__Problem requirements__.
Copy out the entries exactly, from the first line to the last.
:::
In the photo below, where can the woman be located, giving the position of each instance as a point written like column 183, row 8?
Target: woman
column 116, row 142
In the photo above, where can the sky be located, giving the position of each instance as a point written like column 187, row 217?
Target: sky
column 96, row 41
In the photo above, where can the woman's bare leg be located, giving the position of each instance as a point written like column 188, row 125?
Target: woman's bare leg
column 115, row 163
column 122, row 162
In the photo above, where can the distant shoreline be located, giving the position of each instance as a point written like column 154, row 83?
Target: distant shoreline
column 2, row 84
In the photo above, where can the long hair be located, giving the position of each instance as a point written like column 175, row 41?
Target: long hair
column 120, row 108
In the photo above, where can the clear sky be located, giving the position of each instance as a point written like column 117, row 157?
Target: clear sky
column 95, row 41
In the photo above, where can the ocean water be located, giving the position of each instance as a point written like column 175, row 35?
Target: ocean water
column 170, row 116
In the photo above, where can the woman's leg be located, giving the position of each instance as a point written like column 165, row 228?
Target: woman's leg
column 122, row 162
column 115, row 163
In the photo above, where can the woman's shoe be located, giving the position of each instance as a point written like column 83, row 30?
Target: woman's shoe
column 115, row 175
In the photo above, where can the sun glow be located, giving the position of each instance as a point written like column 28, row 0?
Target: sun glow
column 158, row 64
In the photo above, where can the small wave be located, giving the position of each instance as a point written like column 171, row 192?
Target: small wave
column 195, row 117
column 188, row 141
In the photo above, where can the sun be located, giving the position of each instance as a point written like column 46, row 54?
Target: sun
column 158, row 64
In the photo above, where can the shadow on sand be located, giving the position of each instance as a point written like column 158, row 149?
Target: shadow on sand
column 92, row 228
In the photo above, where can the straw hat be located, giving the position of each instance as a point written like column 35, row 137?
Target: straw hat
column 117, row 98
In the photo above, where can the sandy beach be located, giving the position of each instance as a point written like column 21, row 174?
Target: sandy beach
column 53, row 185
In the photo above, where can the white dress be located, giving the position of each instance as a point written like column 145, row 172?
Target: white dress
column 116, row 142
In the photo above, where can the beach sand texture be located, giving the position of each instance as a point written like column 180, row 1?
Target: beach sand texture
:::
__Worked answer__.
In the photo below, where can the woman be located, giving the position of each instance as a point written like column 183, row 8?
Target: woman
column 116, row 142
In the photo above, where can the sky be located, giving the position of each instance as a point written like column 187, row 217?
Target: sky
column 96, row 41
In the photo above, where can the woman's bare leg be located, giving the position of each instance as a point written like column 188, row 125?
Target: woman's bare leg
column 115, row 163
column 122, row 162
In the photo above, where can the distant shoreline be located, giving the position of each instance as a point written like column 154, row 83?
Target: distant shoreline
column 2, row 84
In the photo above, where can the long hair be located, giving the position of each instance as a point written like column 175, row 41?
Target: long hair
column 120, row 108
In the photo above, where can the clear sky be located, giving the position of each instance as a point written like column 117, row 157?
Target: clear sky
column 95, row 41
In the photo above, where can the ocean water be located, giving the position of each instance as a point written like column 175, row 35?
Target: ocean water
column 170, row 116
In the photo above, where can the woman's leg be located, giving the position of each instance as a point written like column 165, row 228?
Target: woman's leg
column 122, row 162
column 115, row 163
In the photo above, where can the woman's shoe be located, giving the position of each instance as a point written like column 83, row 30?
Target: woman's shoe
column 115, row 175
In the photo above, where can the sun glow be located, giving the position of each instance as a point written like column 28, row 0?
Target: sun glow
column 158, row 64
In the photo above, where can the small wave be located, giving the position of each instance as a point written like column 171, row 192?
Target: small wave
column 195, row 117
column 188, row 141
In the photo above, where can the sun be located, giving the position of each instance as a point written like column 46, row 54?
Target: sun
column 158, row 64
In the photo above, where can the shadow on sand be located, giving the position of each instance as a point written like column 158, row 149?
Target: shadow on sand
column 92, row 228
In the photo above, where can the straw hat be located, giving the position of each instance as a point written like column 35, row 137?
Target: straw hat
column 117, row 98
In the photo above, where can the sandy beach be located, giving the position of each instance as a point written like column 21, row 174?
Target: sandy beach
column 53, row 185
In the photo above, where can the white dress be located, giving the position of each instance as a point written like column 145, row 172?
Target: white dress
column 116, row 142
In the photo above, where can the beach sand texture be located, giving the position of each instance as a point written like column 180, row 1?
Target: beach sand texture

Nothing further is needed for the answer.